**TASKS FOR THIS EXERCISE:**
a) List every section heading in the text on abusive behavior.
b) Decide whether each statement agrees with the text on abusive behavior. Answer yes or no for each and quote the words that decide it.
(i) Sixty percent of men who beat a woman will also beat their children.
(ii) The man has no control over what he thinks and feels.
(iii) Under hypersensitivity, the man is described as hard to insult.
c) Continue the text on abusive behavior from the point where it stops.

**SELECTED TEXT:**
_ _ _ _

Blames Others for His Problems:
If he is chronically unemployed, someone is always doing him wrong,
or out to get him. He may make mistakes and then blame the woman for
upsetting him and keeping him from concentrating or doing his job.
He will tell the woman she is at fault for almost anything that goes
wrong.
7.
Blames Others for His Feelings: He
will tell the woman “you make me mad”, “you are hurting me by
not doing what I ask”, “I can’t help being angry”. He really
makes the decision about what he thinks and feels, but will use
feelings to manipulate the woman. Harder to catch are his claims
that “you make me happy”, “you control how I feel”.
8.
Hypersensitivity:
The man is easily insulted, he claims his feelings are “hurt”
when he really is very moody or he takes the slightest set backs as
personal attacks. He will “rant and rave” about the injustice of
things that have happened to him…things that are really just part
of living, like being asked to work overtime, getting a traffic
ticket, being asked to help with chores.
9.
Cruelty to Animals or Children:
This is a man who punishes animals brutally or is insensitive to
their pain or suffering. He may expect children to be capable of
doing things far beyond their ability (whips a two year old for
diaper wetting) or he may tease children or younger brothers
and sisters until they cry. Sixty percent of men who beat a woman,
will also beat their children. He may not want children to eat at
the table or expect them to stay in their room all evening while he
is home.
10.

_ _ _ _

Saved entries
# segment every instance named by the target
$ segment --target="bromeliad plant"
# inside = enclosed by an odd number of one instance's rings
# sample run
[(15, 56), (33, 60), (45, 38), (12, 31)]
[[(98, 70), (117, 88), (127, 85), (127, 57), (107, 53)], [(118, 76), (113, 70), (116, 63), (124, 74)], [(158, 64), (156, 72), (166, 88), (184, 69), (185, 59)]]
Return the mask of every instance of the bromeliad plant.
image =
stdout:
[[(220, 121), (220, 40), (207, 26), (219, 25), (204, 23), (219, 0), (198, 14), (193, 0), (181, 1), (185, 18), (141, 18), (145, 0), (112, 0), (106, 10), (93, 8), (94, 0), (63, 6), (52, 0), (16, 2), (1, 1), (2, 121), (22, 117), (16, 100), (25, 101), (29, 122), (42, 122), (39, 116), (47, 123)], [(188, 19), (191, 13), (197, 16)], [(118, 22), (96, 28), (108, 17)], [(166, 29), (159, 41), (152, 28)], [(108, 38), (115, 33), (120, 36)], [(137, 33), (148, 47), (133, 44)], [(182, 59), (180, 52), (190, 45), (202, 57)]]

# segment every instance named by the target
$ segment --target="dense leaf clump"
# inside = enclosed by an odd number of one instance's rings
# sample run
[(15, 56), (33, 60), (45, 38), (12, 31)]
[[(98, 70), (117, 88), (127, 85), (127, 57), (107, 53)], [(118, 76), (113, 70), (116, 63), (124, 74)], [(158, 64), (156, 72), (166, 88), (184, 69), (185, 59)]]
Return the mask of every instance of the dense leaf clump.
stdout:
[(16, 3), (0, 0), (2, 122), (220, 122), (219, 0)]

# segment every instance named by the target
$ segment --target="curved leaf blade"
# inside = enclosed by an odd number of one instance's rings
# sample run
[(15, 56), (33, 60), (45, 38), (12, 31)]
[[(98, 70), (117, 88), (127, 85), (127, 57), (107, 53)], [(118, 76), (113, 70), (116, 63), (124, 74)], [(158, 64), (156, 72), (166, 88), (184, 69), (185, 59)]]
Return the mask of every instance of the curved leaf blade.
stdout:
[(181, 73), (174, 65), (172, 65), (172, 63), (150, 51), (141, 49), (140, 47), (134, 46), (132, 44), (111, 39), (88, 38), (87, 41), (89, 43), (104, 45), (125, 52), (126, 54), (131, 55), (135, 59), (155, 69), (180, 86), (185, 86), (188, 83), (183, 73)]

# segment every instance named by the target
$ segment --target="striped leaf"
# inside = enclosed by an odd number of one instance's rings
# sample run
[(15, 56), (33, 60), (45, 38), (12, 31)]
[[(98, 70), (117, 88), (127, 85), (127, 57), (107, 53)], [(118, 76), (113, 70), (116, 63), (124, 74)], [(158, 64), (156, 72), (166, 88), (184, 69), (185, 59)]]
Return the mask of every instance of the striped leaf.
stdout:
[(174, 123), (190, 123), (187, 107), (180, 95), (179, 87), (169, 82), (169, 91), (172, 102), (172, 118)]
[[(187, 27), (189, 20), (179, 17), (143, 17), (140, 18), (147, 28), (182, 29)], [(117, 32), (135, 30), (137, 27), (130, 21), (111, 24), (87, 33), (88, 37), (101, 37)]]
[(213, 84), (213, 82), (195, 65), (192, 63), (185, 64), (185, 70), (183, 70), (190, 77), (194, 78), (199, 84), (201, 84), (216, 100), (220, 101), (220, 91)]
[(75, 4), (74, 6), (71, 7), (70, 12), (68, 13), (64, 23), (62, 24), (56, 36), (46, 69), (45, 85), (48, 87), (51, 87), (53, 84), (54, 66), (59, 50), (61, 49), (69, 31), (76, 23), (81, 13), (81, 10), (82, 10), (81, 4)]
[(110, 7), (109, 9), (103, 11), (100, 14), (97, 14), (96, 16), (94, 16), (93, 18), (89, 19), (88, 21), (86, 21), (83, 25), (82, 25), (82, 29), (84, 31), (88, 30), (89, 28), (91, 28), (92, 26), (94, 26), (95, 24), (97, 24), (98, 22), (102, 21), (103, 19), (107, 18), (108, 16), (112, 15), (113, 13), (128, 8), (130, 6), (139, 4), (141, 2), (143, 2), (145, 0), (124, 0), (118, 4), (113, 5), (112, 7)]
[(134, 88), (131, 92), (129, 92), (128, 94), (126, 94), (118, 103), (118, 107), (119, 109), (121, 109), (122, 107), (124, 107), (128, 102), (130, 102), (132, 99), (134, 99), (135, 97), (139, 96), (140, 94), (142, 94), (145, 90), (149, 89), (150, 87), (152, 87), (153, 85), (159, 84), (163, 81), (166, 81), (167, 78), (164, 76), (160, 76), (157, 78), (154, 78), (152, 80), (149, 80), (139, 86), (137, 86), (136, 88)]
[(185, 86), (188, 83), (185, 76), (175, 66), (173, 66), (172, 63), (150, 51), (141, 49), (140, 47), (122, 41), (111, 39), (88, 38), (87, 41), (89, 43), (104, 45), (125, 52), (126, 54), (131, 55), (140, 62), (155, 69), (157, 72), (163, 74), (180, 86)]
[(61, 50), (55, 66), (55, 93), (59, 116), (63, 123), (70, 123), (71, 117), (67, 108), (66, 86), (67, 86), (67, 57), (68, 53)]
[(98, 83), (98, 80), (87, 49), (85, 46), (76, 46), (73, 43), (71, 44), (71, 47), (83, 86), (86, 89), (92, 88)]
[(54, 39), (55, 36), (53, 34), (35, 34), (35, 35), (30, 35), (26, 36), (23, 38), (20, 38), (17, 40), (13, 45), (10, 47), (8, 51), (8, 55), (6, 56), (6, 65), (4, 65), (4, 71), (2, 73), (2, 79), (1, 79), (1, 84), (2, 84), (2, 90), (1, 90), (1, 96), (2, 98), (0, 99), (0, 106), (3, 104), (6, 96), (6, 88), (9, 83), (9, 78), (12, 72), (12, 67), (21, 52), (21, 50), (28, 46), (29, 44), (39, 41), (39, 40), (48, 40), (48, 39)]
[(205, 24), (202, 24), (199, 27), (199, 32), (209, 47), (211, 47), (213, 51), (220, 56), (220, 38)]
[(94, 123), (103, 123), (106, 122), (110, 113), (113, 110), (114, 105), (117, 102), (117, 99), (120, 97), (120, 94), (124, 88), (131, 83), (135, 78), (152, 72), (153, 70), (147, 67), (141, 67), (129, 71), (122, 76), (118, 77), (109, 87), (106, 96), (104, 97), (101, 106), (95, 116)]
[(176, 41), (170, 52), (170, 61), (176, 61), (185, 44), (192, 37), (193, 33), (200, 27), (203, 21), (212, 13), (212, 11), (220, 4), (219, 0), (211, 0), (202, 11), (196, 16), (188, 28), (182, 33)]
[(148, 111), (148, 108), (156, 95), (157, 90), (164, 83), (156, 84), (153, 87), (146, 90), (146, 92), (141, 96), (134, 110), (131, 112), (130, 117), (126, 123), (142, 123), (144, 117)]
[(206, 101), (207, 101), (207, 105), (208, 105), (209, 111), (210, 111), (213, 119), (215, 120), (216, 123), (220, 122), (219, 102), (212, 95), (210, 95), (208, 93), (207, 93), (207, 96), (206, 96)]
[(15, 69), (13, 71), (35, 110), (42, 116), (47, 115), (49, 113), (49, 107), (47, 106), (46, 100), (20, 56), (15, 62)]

_ _ _ _

**EXERCISE RESULTS:**
a)
- Blames Others for His Problems
- Blames Others for His Feelings
- Hypersensitivity
- Cruelty to Animals or Children

b)
(i) Yes: "Sixty percent of men who beat a woman, will also beat their children."
(ii) No: "He really makes the decision about what he thinks and feels"
(iii) No: "The man is easily insulted"

c)
Playful Use of Force in Sex:
This man may like to throw the woman down and hold her down during
sex, he may want to act out fantasies during sex where the woman is
helpless. He likes letting her know that the idea of “rape”
excites him. He may show little concern about whether the woman
wants to have sex and uses sulking or anger to manipulate her into
compliance. He may start having sex with the woman while she is
sleeping, or demand sex when she is ill or tired.
11.
Verbal Abuse: In
addition to saying things that are meant to be cruel and hurtful,
this can be seen by the man degrading the woman, cursing at her,
running down any of her accomplishments. The man will tell her that
she is stupid and unable to function without him. This may involve
waking her up to verbal abuse her or not letting her go to sleep.
12.
Rigid Sex Roles:
The man expects a woman to serve him; he will say she must stay at
home, that she must obey him in all things; even things that are
criminal in nature. The abuser will see women as inferior to men,
more stupid, unable to be a whole person without a relationship.
13.
Dr. Jekyll and Mr. Hyde:
Many women are confused by their abuser’s “sudden” changes in
mood. They will describe that one minute he is nice and the next
minute he explodes; or one minute he is happy and the next he is sad.
This does not indicate some special “mental problem” or that he
is “crazy”. Explosiveness and mood swings are typical of men who
beat their partners, and the behaviors are related to other
characteristics such as hypersensitivity.
14.
Past Battering:
The man may say he has hit women in the past, but they made him do
it. The woman may hear from relatives or ex-spouses that the man is
abusive. A batterer will beat any woman he is with; situational
circumstances do not make a person an abusive personality.
15.
Threats of Violence:
This would include any threat of physical force meant to control the
woman: “I’ll slap your mouth off”, “I’ll kill you”,
“I’ll break your neck”. Most men do not threaten their mates,
but a batterer will try to excuse this behavior by saying “everybody
talks like that”.
16.
Breaking or Striking Objects:
This behavior is used as a punishment (breaking loved possessions),
but it is mostly used to terrorize the woman into submission. The
man may beat on tables with his fist, throw objects around or near
the woman. Again, this is a very remarkable behavior; only very
immature people beat on objects in the presence of others in order to
threaten them.
17.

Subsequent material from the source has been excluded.